[Natural language region descriptions]

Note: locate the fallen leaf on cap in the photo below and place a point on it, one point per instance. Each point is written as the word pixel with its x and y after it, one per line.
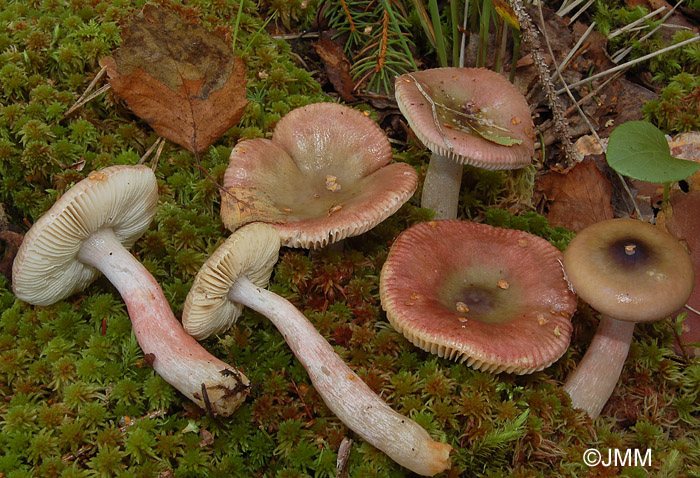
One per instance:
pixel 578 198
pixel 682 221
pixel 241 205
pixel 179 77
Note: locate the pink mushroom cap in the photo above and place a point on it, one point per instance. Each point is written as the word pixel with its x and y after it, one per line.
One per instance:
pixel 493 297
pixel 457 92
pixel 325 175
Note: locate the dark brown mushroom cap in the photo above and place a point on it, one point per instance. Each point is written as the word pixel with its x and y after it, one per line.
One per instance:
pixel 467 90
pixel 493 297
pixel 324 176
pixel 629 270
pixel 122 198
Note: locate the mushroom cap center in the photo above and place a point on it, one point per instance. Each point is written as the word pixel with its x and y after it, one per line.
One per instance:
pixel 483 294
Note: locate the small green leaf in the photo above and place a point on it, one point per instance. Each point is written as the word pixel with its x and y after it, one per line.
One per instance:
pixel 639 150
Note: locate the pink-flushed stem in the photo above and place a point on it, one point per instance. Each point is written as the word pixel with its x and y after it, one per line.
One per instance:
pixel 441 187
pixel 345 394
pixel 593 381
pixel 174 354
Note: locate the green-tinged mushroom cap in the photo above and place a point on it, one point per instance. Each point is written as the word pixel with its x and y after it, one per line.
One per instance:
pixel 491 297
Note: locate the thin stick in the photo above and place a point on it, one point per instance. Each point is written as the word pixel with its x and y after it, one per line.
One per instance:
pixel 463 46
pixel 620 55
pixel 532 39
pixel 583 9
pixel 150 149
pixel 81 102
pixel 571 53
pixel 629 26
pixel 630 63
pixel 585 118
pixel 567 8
* * *
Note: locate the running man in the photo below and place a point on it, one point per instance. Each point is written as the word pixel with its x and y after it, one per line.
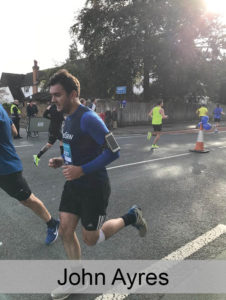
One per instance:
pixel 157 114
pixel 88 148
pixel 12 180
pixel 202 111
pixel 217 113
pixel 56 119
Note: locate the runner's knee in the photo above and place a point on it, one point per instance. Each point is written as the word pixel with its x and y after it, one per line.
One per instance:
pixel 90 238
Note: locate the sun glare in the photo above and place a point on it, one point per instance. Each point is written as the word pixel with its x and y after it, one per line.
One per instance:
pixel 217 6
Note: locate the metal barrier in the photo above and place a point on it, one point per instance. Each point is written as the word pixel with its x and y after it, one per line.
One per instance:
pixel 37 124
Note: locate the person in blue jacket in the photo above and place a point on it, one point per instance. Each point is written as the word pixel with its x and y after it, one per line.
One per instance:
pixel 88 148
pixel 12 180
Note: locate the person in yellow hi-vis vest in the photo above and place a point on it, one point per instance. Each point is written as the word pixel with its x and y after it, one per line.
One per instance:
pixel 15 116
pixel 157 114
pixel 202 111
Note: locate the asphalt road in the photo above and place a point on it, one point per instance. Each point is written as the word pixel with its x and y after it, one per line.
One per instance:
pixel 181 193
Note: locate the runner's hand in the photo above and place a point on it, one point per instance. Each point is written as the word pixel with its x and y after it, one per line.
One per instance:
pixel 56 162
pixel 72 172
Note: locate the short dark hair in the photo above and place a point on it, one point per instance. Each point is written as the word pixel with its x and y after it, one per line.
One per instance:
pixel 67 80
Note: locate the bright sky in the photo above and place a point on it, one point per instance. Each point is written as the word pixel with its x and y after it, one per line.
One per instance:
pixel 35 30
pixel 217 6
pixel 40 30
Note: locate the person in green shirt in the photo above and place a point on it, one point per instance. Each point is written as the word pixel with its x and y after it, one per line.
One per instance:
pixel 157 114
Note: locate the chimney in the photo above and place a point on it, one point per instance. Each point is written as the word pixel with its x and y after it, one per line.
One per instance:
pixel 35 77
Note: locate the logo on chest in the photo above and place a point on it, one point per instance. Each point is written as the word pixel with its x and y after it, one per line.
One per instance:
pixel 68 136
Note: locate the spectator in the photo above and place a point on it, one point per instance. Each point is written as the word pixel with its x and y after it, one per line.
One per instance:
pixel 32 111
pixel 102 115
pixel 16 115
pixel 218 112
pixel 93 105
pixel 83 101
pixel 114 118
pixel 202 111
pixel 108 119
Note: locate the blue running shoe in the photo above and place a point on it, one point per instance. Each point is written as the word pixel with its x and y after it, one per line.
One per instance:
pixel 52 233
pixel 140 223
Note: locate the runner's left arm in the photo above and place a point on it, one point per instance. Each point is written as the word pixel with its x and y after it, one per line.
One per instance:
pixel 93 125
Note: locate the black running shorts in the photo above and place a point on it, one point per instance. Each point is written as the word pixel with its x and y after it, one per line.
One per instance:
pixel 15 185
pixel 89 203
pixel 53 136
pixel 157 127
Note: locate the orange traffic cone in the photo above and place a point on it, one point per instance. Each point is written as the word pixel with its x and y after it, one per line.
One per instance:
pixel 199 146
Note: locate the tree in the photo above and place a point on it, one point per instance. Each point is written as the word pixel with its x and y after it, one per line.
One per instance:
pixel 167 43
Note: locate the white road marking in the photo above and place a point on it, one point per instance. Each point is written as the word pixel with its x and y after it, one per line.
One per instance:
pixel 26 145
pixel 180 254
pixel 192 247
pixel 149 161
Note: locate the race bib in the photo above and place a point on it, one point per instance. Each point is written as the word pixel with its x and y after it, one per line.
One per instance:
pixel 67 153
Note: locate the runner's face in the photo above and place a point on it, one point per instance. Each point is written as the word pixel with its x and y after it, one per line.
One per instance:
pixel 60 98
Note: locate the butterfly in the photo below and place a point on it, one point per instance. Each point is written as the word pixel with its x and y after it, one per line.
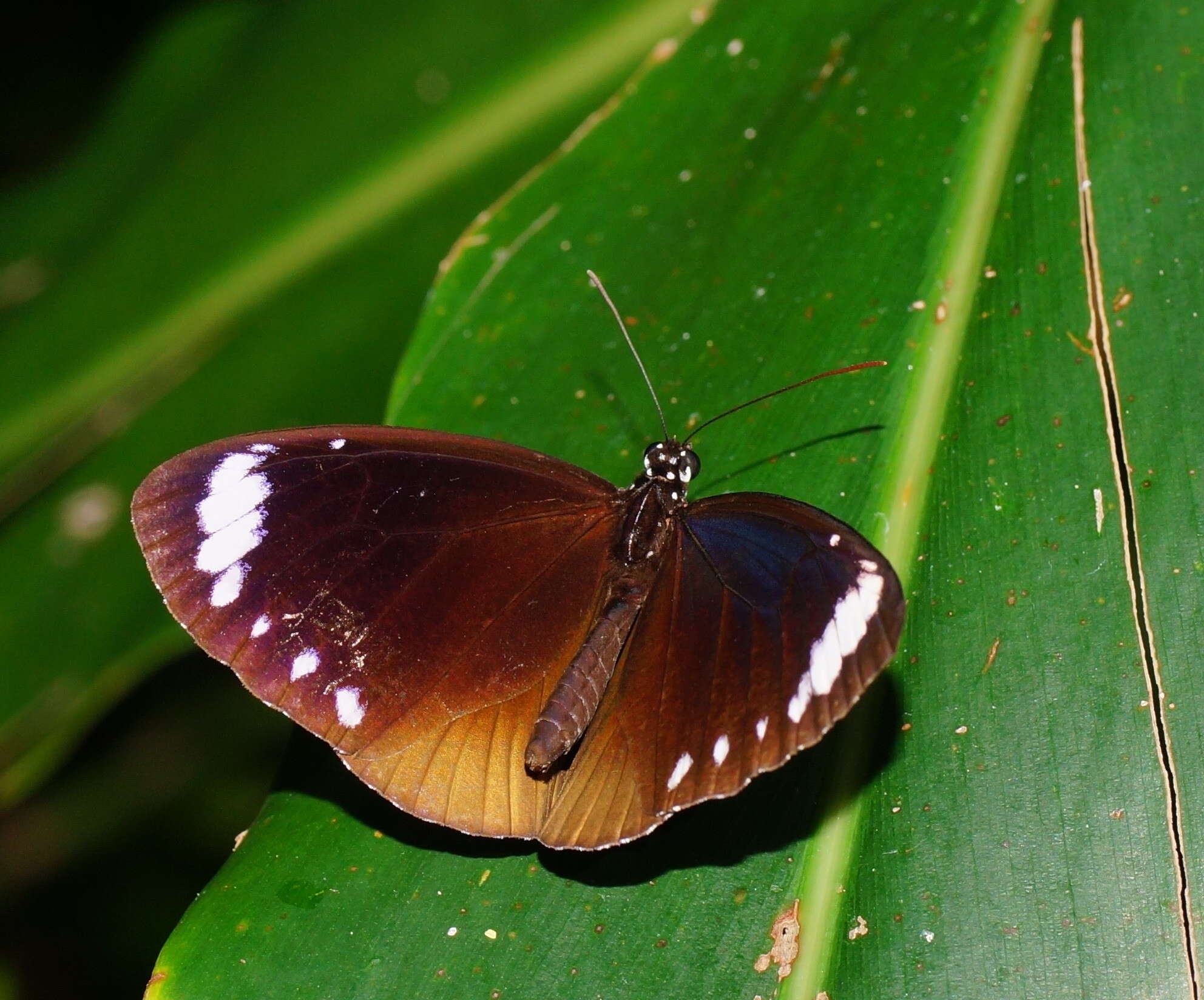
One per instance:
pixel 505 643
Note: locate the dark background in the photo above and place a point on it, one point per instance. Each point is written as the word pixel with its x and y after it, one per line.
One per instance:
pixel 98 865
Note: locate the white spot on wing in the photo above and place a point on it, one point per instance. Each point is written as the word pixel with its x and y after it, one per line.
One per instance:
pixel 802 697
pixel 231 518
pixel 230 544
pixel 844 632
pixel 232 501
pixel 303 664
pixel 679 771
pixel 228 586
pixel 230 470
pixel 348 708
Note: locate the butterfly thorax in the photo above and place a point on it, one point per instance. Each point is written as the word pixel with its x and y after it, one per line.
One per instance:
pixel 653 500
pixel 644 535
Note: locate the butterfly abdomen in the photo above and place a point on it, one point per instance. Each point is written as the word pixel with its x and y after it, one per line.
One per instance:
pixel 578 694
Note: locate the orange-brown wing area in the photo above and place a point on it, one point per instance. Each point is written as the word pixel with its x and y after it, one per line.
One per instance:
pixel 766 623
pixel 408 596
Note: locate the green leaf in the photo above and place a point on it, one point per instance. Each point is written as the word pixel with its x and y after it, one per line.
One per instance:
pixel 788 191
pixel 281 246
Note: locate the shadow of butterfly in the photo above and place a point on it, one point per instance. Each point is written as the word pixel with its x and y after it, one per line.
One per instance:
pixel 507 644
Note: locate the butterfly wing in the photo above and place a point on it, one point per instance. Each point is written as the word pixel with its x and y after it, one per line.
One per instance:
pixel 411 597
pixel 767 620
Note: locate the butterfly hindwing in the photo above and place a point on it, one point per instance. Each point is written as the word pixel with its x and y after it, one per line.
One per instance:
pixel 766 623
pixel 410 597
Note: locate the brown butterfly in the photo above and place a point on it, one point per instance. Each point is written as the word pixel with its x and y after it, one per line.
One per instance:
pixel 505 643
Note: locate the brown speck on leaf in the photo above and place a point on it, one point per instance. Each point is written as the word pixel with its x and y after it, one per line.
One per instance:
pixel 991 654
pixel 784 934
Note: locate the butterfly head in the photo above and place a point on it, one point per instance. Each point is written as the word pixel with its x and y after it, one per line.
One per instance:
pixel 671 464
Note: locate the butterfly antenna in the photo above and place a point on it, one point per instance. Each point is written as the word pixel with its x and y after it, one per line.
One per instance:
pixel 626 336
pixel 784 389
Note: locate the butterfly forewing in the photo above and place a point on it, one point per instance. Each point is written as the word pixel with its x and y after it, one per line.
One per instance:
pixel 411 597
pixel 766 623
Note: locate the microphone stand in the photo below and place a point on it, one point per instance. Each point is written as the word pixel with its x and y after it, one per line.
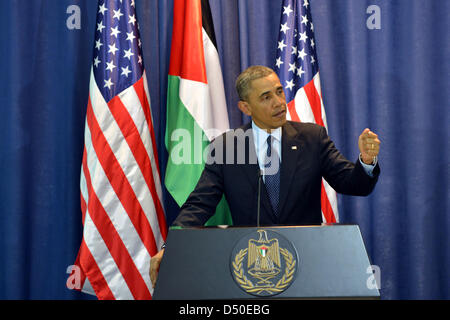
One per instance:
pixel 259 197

PROBLEM TO WORK ON
Look over the records above and filter for each line with the word "dark".

TASK ANSWER
Note: locate the dark brown mushroom cap in the photo above and place a point on it, one point per instance. Each point is written as the word pixel with its x and y after it, one per line.
Note: locate the short dark hair in the photo above and place a point on it, one point per instance. Each point is written as the word pixel with its x and y after it, one per line.
Note: locate the dark background in the photo above and place a point on it, one point per instance. Each point is written as the word pixel with its x and y after it, one per line.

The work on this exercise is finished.